### Passage given

Oil Country Tubular Goods (OCTG) inspection companies are hampered with less than critical electromagnetic inspection techniques to locate service induced FLAWS, including WALL LOSS in used drill pipe and used tubing. The pipe inspector tries to discover cracks, seams and pits, formation wear, off-axis defects, rod wear and gradual loss of metallic area (both ID and OD). These defects can result in a physical separation of the tubular’s body wall during the drilling or production process. The problem is that the inspector is often using the same electromagnetic inspection equipment that was available 15 years ago. This equipment, which uses the search coil technique, leaves much to be desired in both sensitivity to and resolution of three dimensional flaws. The draw-backs to using the search coil, an oval multi-wrap of hair-like wire, for testing OCTG have been enumerated in many periodicals and texts. There are serious limitations to their use in pipe inspection equipment which is employed to qualify tubular products for critical use.
There are two major areas of concern. The first is in the ability to separate nominal service induced flaws from man-made test notches. The American Society for Non- Destructive Testing (ASNT) suggests that reference standards be “…free of discontinuities and (be) of the same nominal alloy, heat treatment and dimensions as the tubular test objects”. 1 In reality the test pieces presented to EMI pipe inspection companies are not often new pieces of pipe. Some of the test standards offered have been in prior service. Typical search coil systems have difficulty separating the nominal service induced flaws from the man-made test notches to be located and identified by the inspector.
The second area of concern centers around wall loss. In a used drill pipe or used tubing performance test standard, wall loss areas (to which traditionally used search coils are not sensitive) may also be included. Because of this several pipe inspection companies have tried to examine used drill pipe or used tubing with a 4 function EMI system. Unfortunately, these EMI systems employ a rotating spool-like fixture on which is mounted a gamma radiation device that bombards the body wall and calculates the wall loss. This device tests the pipe in an 18″ barber pole spiral helix. A small percentage of the body wall is actually examined, certainly not 100%.
To improve his situation the inspector may now take advantage of a recent advancement in electronic inspection technology. This step forward greatly decreases the difficulty of locating flaws, including reduced wall thickness. At the heart of this innovation is the solid- state, small area, diverted flux detector. Wall reduction areas, often previously left undetected, now are detectable since the introduction of these solid-state devices. Their increased sensitivity to flaws, over traditionally used inductive coils, provides tubular inspection personnel with a better opportunity to locate such three dimensional defects.
These small area solid state sensor semiconductors are packaged as IC’s and provide signal amplification at the defect location. Packaging them as IC’s also provides durability and hence longevity for the devices. The sensors have specific qualities which allow them to be used as both extremely accurate flaw detectors and wall loss indicators (loss of metallic area). These small area sensors can be incorporated into new or existing mechanical devices generically referred to as pipe inspection equipment.
Using semiconductor sensors to locate wall loss provides 100% coverage of the tubular under inspection. The sensors are extremely sensitive to the change in magnetic field due to loss of metallic area. That portion of the pipe under observation needs only to have a 5% to 10% reduction of wall thickness to provide a significant signal to the chart recorder. The diameter of the defect needs only to be the approximate size of a quarter. Suspected rod wear in tubing or formation wear in drill pipe may be detected from upset to upset.

######
### Data provided

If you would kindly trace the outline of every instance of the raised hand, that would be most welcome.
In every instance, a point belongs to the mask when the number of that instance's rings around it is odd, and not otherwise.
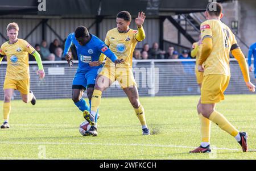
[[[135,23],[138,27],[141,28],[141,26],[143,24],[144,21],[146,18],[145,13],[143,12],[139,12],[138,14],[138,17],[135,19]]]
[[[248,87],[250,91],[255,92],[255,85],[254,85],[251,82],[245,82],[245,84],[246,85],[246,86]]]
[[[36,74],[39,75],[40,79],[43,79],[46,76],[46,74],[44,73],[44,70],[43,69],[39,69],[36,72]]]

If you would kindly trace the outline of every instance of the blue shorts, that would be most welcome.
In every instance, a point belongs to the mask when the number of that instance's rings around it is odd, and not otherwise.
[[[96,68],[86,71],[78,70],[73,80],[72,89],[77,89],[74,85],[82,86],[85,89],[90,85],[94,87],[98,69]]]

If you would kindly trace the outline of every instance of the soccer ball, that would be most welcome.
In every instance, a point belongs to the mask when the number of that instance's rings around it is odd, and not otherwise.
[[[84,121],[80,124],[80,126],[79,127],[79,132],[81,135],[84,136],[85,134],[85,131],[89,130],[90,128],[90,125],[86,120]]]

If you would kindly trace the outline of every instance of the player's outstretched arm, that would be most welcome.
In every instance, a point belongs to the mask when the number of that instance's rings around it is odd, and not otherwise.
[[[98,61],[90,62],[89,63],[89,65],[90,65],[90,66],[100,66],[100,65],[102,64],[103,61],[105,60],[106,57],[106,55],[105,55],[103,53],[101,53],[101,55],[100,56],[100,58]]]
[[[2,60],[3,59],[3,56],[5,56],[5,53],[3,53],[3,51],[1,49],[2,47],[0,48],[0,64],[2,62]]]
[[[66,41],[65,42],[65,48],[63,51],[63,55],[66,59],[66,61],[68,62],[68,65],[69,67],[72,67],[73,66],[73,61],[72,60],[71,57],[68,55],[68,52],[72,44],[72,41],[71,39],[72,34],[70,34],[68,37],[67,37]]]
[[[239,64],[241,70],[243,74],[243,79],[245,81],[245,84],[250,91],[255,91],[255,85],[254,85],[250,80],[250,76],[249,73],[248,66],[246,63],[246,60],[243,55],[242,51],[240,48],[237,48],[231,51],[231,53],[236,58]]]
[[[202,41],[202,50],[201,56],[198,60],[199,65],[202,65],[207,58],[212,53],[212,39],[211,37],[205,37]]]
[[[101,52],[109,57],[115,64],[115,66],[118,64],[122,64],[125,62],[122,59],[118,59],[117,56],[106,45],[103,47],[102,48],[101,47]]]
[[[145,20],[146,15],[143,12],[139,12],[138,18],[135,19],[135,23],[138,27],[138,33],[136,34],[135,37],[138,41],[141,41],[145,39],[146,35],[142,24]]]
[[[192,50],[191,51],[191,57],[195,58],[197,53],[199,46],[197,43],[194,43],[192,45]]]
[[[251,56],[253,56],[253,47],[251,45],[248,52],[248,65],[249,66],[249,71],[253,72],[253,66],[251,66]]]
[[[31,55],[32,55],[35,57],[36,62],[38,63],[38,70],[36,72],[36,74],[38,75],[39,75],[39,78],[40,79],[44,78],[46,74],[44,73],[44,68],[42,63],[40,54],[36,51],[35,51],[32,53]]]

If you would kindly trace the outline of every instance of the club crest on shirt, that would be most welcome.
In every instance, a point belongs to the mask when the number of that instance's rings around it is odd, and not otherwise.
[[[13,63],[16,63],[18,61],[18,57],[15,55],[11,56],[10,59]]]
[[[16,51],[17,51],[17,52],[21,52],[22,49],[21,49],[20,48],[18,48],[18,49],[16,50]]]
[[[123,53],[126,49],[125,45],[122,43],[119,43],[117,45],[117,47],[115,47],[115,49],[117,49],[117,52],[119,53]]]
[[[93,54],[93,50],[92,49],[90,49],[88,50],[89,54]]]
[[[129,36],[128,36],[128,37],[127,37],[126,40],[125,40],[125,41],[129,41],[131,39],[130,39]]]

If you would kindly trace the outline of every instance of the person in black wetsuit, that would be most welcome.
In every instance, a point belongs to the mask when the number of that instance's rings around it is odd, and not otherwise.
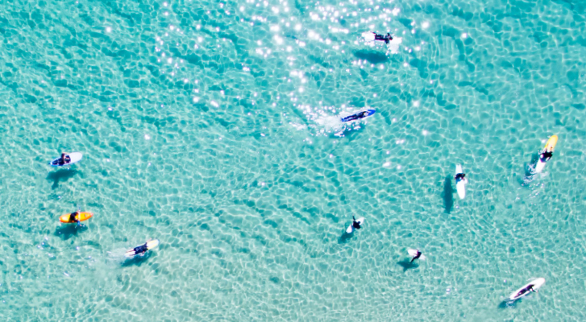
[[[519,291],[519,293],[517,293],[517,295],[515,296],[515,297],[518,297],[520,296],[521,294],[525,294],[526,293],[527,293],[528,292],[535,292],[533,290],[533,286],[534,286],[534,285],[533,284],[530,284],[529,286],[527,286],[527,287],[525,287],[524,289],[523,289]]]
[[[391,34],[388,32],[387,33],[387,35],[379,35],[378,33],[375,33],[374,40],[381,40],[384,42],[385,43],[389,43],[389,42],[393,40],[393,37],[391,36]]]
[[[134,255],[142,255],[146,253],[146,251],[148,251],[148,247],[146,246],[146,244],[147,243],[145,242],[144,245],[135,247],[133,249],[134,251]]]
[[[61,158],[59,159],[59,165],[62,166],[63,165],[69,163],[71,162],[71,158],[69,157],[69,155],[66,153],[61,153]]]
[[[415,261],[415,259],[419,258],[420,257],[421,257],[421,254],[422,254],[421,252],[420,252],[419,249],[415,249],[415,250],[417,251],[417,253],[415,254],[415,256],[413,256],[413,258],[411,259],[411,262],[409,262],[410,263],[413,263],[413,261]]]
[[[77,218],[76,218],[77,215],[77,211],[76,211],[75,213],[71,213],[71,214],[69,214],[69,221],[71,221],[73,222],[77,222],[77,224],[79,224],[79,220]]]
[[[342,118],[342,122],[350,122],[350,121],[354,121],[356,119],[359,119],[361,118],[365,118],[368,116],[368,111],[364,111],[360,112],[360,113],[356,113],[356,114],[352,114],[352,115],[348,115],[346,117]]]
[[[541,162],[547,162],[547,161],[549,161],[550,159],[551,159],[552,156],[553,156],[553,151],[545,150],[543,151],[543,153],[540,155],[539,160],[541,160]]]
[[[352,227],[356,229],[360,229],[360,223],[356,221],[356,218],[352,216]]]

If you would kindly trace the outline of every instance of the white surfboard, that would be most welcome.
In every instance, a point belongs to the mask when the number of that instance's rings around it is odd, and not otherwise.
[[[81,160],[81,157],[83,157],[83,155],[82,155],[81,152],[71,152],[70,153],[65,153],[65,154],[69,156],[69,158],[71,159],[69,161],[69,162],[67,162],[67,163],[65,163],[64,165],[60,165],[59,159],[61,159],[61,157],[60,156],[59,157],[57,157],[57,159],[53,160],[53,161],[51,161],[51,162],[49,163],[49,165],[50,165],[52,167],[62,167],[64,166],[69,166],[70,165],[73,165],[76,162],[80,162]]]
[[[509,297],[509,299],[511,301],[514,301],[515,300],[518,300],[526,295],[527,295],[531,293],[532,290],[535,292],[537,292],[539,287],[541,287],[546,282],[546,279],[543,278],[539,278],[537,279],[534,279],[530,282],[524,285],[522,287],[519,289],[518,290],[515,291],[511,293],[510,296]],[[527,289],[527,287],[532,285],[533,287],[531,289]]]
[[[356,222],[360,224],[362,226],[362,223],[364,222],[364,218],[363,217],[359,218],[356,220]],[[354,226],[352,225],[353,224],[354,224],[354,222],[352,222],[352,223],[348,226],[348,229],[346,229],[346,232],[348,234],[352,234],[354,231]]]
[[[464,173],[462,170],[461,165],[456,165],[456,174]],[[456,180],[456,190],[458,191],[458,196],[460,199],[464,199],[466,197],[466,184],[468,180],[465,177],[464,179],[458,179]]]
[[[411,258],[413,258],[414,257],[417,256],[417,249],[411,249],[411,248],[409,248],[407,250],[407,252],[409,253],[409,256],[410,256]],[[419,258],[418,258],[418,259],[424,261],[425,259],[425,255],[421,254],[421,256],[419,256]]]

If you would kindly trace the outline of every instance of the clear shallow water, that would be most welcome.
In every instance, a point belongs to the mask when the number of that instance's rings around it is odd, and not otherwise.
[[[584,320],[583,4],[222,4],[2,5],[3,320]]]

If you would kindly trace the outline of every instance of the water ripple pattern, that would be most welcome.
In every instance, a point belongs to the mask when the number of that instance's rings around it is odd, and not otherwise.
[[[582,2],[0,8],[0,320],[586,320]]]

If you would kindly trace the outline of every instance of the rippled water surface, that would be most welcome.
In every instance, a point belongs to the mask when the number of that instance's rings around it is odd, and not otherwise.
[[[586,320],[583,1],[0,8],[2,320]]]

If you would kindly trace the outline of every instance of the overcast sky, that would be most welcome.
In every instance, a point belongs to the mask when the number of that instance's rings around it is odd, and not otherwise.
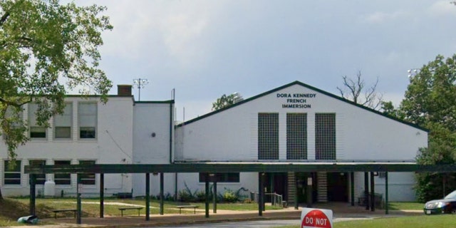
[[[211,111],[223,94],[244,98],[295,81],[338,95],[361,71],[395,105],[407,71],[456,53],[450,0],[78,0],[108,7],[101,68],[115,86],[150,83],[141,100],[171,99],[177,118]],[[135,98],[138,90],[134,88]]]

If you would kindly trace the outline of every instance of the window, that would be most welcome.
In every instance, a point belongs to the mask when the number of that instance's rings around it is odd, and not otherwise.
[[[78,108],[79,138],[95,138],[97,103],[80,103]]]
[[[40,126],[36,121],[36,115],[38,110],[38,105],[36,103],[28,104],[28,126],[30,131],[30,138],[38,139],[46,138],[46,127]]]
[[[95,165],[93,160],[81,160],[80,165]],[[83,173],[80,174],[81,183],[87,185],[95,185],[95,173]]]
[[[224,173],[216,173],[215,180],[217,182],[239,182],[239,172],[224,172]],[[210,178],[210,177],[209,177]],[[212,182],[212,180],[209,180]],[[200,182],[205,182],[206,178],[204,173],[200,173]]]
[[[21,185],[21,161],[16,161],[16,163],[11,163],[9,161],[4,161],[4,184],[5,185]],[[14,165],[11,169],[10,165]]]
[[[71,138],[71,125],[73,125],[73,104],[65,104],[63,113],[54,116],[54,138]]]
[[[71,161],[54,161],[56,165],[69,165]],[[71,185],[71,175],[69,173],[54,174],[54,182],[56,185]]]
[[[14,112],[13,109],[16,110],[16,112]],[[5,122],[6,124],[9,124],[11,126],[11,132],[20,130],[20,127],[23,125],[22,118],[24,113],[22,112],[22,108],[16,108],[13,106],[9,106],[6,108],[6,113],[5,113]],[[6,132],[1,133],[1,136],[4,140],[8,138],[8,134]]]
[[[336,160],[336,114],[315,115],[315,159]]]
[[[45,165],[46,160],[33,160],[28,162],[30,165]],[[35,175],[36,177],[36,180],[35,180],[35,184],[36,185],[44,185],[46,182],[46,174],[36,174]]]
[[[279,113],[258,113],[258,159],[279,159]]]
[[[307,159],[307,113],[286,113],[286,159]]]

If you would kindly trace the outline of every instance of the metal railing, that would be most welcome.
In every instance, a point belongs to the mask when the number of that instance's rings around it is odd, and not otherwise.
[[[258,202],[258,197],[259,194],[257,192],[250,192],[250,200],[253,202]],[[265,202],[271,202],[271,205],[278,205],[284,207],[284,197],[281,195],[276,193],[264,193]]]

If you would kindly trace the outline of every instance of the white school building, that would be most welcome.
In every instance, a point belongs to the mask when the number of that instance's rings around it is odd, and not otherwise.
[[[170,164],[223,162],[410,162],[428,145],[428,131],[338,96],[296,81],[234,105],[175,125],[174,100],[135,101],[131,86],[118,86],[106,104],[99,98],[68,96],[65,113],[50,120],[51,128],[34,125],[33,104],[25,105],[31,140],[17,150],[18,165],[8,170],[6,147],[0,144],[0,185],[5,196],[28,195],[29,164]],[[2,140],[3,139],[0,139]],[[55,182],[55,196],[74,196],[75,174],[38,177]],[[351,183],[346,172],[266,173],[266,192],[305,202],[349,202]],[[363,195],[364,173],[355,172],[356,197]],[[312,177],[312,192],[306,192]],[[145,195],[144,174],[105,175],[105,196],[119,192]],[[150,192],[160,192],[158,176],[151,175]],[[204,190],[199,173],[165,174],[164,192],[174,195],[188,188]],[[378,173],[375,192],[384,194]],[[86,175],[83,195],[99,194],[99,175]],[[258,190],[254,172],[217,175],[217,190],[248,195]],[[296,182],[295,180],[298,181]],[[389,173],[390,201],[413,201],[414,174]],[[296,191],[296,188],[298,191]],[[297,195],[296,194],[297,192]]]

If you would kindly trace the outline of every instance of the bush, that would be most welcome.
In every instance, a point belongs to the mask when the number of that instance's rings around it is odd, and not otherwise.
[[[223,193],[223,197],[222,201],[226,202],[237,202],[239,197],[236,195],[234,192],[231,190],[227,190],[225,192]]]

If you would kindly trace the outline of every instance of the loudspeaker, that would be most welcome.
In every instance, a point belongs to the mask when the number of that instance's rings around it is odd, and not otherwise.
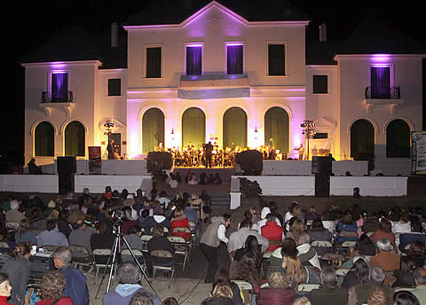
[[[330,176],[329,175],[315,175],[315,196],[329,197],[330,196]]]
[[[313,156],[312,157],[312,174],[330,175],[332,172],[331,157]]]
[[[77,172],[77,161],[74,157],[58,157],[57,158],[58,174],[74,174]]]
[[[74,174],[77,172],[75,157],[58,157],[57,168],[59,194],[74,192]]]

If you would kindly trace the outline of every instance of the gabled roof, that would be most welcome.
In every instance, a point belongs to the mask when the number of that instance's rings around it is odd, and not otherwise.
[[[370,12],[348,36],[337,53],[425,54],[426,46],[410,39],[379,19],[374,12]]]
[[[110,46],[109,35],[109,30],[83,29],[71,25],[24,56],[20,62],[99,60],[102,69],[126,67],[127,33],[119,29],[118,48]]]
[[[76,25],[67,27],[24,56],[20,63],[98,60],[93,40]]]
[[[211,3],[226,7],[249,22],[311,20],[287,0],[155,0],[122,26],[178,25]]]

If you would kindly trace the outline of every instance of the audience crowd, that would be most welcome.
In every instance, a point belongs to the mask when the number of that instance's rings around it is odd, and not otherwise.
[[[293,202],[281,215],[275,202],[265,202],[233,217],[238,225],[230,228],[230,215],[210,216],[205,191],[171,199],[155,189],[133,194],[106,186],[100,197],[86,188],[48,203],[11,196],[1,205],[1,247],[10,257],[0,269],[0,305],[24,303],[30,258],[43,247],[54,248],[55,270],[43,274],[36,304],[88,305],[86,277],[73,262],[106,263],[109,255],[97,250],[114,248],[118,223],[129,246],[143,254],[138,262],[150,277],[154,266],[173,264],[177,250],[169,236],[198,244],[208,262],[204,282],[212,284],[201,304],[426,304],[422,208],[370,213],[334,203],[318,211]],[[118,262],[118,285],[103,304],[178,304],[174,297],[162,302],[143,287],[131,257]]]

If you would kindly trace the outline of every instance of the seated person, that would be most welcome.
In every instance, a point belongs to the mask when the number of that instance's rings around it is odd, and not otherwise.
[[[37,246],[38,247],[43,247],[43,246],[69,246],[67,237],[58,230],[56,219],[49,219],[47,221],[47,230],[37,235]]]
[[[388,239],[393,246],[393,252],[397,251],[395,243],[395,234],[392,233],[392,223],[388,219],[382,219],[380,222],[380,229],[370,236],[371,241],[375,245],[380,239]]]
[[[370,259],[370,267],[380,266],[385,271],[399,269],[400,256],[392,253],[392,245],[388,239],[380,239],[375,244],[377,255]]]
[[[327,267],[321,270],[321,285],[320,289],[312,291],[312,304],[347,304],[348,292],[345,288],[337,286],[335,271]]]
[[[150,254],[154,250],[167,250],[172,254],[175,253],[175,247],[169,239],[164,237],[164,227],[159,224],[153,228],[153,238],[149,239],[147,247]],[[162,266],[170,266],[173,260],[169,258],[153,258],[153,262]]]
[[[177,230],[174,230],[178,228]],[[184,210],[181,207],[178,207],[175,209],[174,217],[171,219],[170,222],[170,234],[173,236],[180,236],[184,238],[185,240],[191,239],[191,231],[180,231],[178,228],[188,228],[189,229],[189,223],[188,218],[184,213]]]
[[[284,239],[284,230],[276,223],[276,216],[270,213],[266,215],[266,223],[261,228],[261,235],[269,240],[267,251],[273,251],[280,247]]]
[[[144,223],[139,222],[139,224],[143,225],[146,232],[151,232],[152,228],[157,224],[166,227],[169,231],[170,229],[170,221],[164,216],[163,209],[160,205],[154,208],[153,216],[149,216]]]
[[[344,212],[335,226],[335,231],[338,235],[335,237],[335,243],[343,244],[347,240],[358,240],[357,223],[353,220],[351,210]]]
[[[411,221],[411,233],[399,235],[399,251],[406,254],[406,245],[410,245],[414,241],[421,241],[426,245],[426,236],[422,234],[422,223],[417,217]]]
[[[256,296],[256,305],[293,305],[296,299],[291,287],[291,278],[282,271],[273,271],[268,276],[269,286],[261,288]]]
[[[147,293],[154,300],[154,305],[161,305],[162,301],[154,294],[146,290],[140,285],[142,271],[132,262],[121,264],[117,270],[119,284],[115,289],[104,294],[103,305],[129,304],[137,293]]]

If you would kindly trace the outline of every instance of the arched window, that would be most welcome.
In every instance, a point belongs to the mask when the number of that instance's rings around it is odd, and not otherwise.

######

What the exercise asks: Extend the piece on electromagnetic inspection of used drill pipe and tubing, picking up right after its last sentence.

Result of the exercise:
In conjunction with the use of these localized flux sensing devices for flaw or wall loss is state-of-the-art upstream electronics. This sophisticated electronics processes incoming signals from the sensor arrays of both the flaw and wall loss portions of the system. Both the flaw and wall loss inspection systems locate areas of suspected flaw or wall reduction, simultaneously. Unique signal processing characteristics of this equipment allow normally noisy tubulars to be quieted. This clarifies the signal output and provides an extremely good signal-to-noise ratio. A graphic chart recorder depicts the area and an indicator light alerts the inspector to the clock position where the signal originated. Properly calibrated, both flaw and wall loss renditions are characterized by linear outputs. Defect prove-up is accomplished by traditional non-destructive testing methods, using magnetic particles and ultrasonic wall measurement device. The chart is then interpreted by the inspector.
Consistency of defect rendition is another important QA consideration. Since the semiconductor IC’s are capable of identical output signals, the suspected flaw is basically rendered on the chart at the same amplitude no matter where the defect encounters the active transducer surface.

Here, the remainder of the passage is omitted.